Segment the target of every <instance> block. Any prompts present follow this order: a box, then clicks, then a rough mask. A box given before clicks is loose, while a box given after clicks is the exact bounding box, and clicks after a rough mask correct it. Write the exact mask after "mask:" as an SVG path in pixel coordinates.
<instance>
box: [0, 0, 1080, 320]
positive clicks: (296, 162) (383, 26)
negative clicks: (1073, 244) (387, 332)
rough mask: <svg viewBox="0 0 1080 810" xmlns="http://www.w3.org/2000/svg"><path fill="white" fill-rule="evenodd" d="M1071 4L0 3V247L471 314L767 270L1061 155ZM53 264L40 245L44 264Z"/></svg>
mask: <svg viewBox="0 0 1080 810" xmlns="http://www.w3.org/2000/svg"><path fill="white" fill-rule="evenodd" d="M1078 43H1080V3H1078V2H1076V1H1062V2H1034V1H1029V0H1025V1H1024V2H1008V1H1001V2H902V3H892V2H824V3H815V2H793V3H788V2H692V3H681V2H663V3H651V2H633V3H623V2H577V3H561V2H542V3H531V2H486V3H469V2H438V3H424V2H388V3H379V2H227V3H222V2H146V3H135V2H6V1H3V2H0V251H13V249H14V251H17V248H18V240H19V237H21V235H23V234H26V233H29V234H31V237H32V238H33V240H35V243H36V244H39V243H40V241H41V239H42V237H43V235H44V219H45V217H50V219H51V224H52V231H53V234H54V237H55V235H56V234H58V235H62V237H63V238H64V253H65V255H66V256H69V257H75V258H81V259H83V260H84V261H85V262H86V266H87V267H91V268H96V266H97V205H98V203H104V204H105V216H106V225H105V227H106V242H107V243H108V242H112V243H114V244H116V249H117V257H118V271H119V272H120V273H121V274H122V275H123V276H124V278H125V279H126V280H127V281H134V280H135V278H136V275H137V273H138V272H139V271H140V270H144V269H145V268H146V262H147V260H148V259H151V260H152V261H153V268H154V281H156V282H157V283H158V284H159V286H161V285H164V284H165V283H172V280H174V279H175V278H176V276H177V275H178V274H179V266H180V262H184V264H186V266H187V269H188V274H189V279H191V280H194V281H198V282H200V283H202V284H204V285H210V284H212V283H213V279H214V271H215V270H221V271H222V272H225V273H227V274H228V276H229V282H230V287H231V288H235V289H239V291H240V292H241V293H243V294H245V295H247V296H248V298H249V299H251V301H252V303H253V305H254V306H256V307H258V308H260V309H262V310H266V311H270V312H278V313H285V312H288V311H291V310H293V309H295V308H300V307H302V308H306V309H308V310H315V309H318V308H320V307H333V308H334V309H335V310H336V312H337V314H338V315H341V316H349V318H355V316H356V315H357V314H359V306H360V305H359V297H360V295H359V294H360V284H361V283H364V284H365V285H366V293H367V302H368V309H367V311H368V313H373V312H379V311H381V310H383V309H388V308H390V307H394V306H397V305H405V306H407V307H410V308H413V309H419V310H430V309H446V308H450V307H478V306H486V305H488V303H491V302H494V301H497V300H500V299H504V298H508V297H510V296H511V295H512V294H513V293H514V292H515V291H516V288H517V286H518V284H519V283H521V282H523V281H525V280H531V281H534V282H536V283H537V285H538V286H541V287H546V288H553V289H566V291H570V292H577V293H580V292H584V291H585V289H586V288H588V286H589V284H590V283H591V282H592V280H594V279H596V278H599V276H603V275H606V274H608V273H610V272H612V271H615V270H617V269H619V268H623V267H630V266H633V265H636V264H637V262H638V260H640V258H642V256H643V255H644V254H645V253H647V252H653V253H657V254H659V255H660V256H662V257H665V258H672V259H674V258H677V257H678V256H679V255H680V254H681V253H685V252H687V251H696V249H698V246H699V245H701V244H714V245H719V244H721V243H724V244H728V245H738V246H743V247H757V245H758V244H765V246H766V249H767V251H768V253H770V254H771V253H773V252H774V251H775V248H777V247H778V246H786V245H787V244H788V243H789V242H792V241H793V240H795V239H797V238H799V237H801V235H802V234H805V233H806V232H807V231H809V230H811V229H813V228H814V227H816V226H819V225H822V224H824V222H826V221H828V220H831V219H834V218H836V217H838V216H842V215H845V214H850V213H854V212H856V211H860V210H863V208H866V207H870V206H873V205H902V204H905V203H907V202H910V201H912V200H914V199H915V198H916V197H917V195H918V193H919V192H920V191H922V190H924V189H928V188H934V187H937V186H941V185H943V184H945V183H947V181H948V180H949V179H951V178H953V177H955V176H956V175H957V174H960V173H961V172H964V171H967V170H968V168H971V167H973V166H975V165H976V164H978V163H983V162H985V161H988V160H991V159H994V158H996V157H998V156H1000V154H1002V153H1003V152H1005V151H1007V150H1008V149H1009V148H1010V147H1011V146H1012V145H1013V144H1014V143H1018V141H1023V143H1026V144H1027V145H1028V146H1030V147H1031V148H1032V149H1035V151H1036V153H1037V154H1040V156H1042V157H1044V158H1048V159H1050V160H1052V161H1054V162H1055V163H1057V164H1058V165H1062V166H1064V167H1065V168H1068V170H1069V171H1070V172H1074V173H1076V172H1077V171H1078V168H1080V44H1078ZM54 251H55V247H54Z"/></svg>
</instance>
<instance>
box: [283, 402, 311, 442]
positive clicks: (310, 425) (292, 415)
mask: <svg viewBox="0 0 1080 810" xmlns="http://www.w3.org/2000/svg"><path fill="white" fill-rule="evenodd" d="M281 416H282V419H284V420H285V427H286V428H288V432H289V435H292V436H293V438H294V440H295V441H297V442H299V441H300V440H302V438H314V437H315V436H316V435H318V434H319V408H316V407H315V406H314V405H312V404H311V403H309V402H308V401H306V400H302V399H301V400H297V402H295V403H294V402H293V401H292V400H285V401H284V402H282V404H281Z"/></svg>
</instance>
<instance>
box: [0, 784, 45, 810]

### WHAT YOU SHOULD DO
The whole listing above is to be output exactly.

### EXERCISE OUTPUT
Segment the target of every <instance> block. Any prompts present follow this order: a box, then clicks, then a rough mask. A box given before clicks is loose, while a box given after clicks is the exact bounding box, and clicks after a rough mask correct it. Write the exact mask after "mask:" as an SVG path in pixel coordinates.
<instance>
box: [0, 0, 1080, 320]
positive clicks: (296, 162) (383, 26)
negative clicks: (1073, 244) (387, 332)
rough mask: <svg viewBox="0 0 1080 810" xmlns="http://www.w3.org/2000/svg"><path fill="white" fill-rule="evenodd" d="M1071 4L0 3V247L471 314L767 270L1061 155ZM53 264L40 245L44 264Z"/></svg>
mask: <svg viewBox="0 0 1080 810" xmlns="http://www.w3.org/2000/svg"><path fill="white" fill-rule="evenodd" d="M1078 43H1080V3H1078V2H1076V1H1062V2H1034V1H1029V0H1025V1H1024V2H1008V1H1001V2H902V3H892V2H824V3H815V2H793V3H788V2H692V3H681V2H663V3H651V2H633V3H623V2H577V3H561V2H542V3H531V2H486V3H469V2H438V3H424V2H388V3H379V2H227V3H222V2H146V3H135V2H6V1H3V2H0V251H13V249H14V251H17V248H18V240H19V237H21V235H23V234H26V233H29V234H31V237H32V238H33V240H35V243H36V244H39V243H40V241H41V239H42V237H43V235H44V219H45V217H50V219H51V224H52V231H53V234H54V237H55V235H56V234H58V235H62V237H63V238H64V253H65V255H66V256H69V257H75V258H81V259H83V260H84V261H85V262H86V266H87V267H91V268H96V266H97V205H98V203H104V204H105V216H106V225H105V227H106V242H107V243H108V242H112V243H114V244H116V249H117V257H118V271H119V272H120V273H121V274H122V275H123V276H124V278H125V279H126V280H127V281H134V280H135V278H136V275H137V273H138V272H139V271H140V270H144V269H145V268H146V262H147V260H148V259H151V260H152V261H153V268H154V281H156V282H157V283H158V284H159V286H161V285H164V284H165V283H172V280H174V279H175V278H176V276H177V275H178V274H179V266H180V262H184V264H186V266H187V269H188V274H189V279H191V280H194V281H198V282H200V283H202V284H204V285H210V284H212V283H213V279H214V271H215V270H221V271H222V272H225V273H227V274H228V276H229V282H230V287H231V288H235V289H239V291H240V292H241V293H243V294H245V295H247V296H248V298H249V299H251V301H252V303H253V305H254V306H256V307H258V308H260V309H262V310H266V311H270V312H278V313H285V312H288V311H291V310H293V309H295V308H300V307H302V308H306V309H308V310H315V309H318V308H320V307H333V308H334V309H335V310H336V312H337V314H338V315H341V316H349V318H355V316H356V315H357V314H359V306H360V305H359V297H360V295H359V294H360V284H361V283H364V284H365V285H366V293H367V302H368V309H367V311H368V313H373V312H379V311H381V310H383V309H388V308H390V307H394V306H397V305H405V306H407V307H410V308H413V309H419V310H430V309H446V308H450V307H478V306H486V305H488V303H491V302H494V301H497V300H500V299H504V298H508V297H510V296H511V295H512V294H513V293H514V292H515V291H516V288H517V286H518V284H519V283H521V282H523V281H525V280H531V281H534V282H536V283H537V285H538V286H541V287H546V288H553V289H566V291H570V292H577V293H580V292H584V291H585V289H586V288H588V286H589V284H590V283H591V282H592V280H594V279H596V278H599V276H603V275H606V274H608V273H610V272H612V271H615V270H617V269H619V268H623V267H630V266H633V265H636V264H637V262H638V260H640V258H642V256H643V255H644V254H645V253H647V252H653V253H657V254H659V255H660V256H662V257H665V258H672V259H674V258H677V257H678V256H679V255H680V254H681V253H685V252H687V251H696V249H698V246H699V245H701V244H714V245H719V244H721V243H724V244H728V245H738V246H743V247H757V245H758V244H765V246H766V249H767V251H768V253H770V254H771V253H773V252H774V251H775V248H777V247H778V246H786V245H787V244H788V243H789V242H792V241H793V240H795V239H797V238H799V237H801V235H802V234H805V233H806V232H807V231H809V230H811V229H813V228H814V227H816V226H819V225H822V224H824V222H826V221H828V220H831V219H834V218H836V217H838V216H842V215H845V214H850V213H854V212H856V211H860V210H863V208H866V207H870V206H873V205H902V204H905V203H907V202H910V201H912V200H914V199H915V198H916V197H917V195H918V193H919V192H920V191H922V190H924V189H928V188H934V187H937V186H941V185H943V184H945V183H947V181H948V180H949V179H951V178H953V177H955V176H956V175H957V174H960V173H961V172H964V171H967V170H968V168H971V167H973V166H975V165H976V164H978V163H983V162H985V161H988V160H991V159H994V158H996V157H998V156H1000V154H1002V153H1003V152H1005V151H1007V150H1008V149H1009V148H1010V147H1011V146H1012V145H1013V144H1014V143H1018V141H1023V143H1026V144H1027V145H1028V146H1030V147H1031V148H1032V149H1035V151H1036V153H1037V154H1040V156H1042V157H1044V158H1048V159H1050V160H1052V161H1054V162H1055V163H1057V164H1058V165H1062V166H1064V167H1065V168H1068V170H1069V171H1070V172H1074V173H1076V172H1077V171H1078V168H1080V44H1078ZM54 251H55V247H54Z"/></svg>
</instance>
<instance>
box: [283, 402, 311, 442]
positive clicks: (310, 425) (292, 415)
mask: <svg viewBox="0 0 1080 810" xmlns="http://www.w3.org/2000/svg"><path fill="white" fill-rule="evenodd" d="M281 416H282V419H284V420H285V427H286V428H288V432H289V435H292V436H293V438H294V440H295V441H297V442H299V441H300V440H302V438H314V437H315V436H316V435H318V434H319V408H316V407H315V406H314V405H312V404H311V403H309V402H308V401H306V400H302V399H301V400H297V402H295V403H294V402H293V401H292V400H285V401H284V402H282V404H281Z"/></svg>
</instance>
<instance>
box: [0, 784, 45, 810]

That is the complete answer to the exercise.